## BEGIN Task data

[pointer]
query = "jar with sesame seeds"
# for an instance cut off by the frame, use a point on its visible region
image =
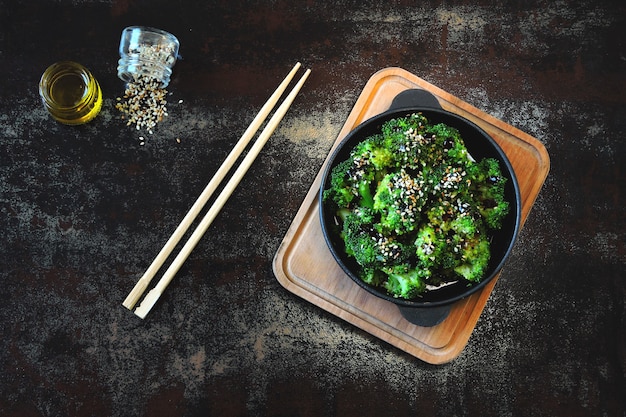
(147, 52)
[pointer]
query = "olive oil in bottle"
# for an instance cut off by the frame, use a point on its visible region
(70, 93)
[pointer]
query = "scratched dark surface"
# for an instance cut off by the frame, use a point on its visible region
(84, 210)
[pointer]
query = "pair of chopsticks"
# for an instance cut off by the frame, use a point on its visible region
(154, 294)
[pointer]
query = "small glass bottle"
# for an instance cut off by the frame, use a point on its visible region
(147, 52)
(70, 93)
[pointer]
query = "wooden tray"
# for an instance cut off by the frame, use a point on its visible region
(304, 265)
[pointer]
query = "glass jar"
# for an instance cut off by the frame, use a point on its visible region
(70, 93)
(148, 52)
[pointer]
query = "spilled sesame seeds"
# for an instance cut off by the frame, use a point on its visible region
(143, 104)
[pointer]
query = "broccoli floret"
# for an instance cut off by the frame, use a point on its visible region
(341, 190)
(487, 187)
(370, 248)
(429, 246)
(414, 207)
(349, 185)
(373, 152)
(448, 181)
(405, 281)
(405, 138)
(399, 199)
(373, 276)
(474, 258)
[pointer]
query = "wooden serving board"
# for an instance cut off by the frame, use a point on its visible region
(304, 265)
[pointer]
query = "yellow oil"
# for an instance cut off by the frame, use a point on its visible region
(70, 93)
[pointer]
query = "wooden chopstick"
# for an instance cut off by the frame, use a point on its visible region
(136, 293)
(154, 294)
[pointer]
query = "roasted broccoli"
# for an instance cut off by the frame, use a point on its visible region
(415, 208)
(399, 199)
(487, 186)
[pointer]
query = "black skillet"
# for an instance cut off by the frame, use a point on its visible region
(433, 306)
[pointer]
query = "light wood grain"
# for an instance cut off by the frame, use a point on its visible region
(304, 265)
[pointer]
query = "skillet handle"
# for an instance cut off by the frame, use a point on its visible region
(415, 97)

## END Task data

Repeat all the data as it stands, dropping any images it holds.

--- In response ---
[pointer]
query = "jar with sesame seeds"
# for an instance cut off by the frame, use a point on its visible region
image =
(147, 52)
[pointer]
query = "olive oil in bottle"
# for an instance cut off by the frame, use a point on its visible region
(70, 93)
[pointer]
query = "scratched dark surface"
# for an instance cut off by the frame, use a point on its visible region
(84, 210)
[pointer]
query = "pair of chopsticks"
# for an instance cut off by the frame, use a point on its visible region
(154, 294)
[pointer]
query = "small glass bottle"
# for an instance cut off by the frame, use a point on its visible region
(147, 52)
(70, 93)
[pointer]
query = "wooden tray"
# for an instance cut off by the frame, use a point on its visible region
(304, 265)
[pointer]
query = "glass jar"
# for an instance cut off by the frame, use a point on its visible region
(70, 93)
(148, 52)
[pointer]
query = "spilled sesame seeds"
# for an instance cut off by the frame, use a point on its visible region
(143, 104)
[pointer]
query = "broccoli floret"
# for an instance cut off by the frame, use a point on its visible region
(341, 190)
(487, 187)
(370, 248)
(429, 246)
(414, 207)
(349, 185)
(373, 152)
(448, 181)
(405, 281)
(405, 138)
(399, 199)
(373, 276)
(474, 258)
[pointer]
query = "wooden serving board"
# for an instance cut off by the frame, use a point on its visible region
(304, 265)
[pointer]
query = "yellow oil"
# for an instance cut off by the frame, use a point on its visible region
(70, 93)
[pointer]
query = "wooden chopstick"
# for an instance cut off by the frame, use a point on its visible region
(136, 293)
(154, 294)
[pointer]
query = "roasted broccoli"
# for an instance cut off by the frame, use a point on its visible region
(415, 208)
(399, 199)
(487, 186)
[pointer]
query = "black skillet"
# for an instance cut off by the frame, use a point on its visible region
(433, 306)
[pointer]
query = "light wood grain"
# for an instance cut off by the frame, use a point on its visible region
(304, 265)
[pointer]
query = "skillet handle"
# for an instance cut off by the frame, use a point on its visible region
(415, 97)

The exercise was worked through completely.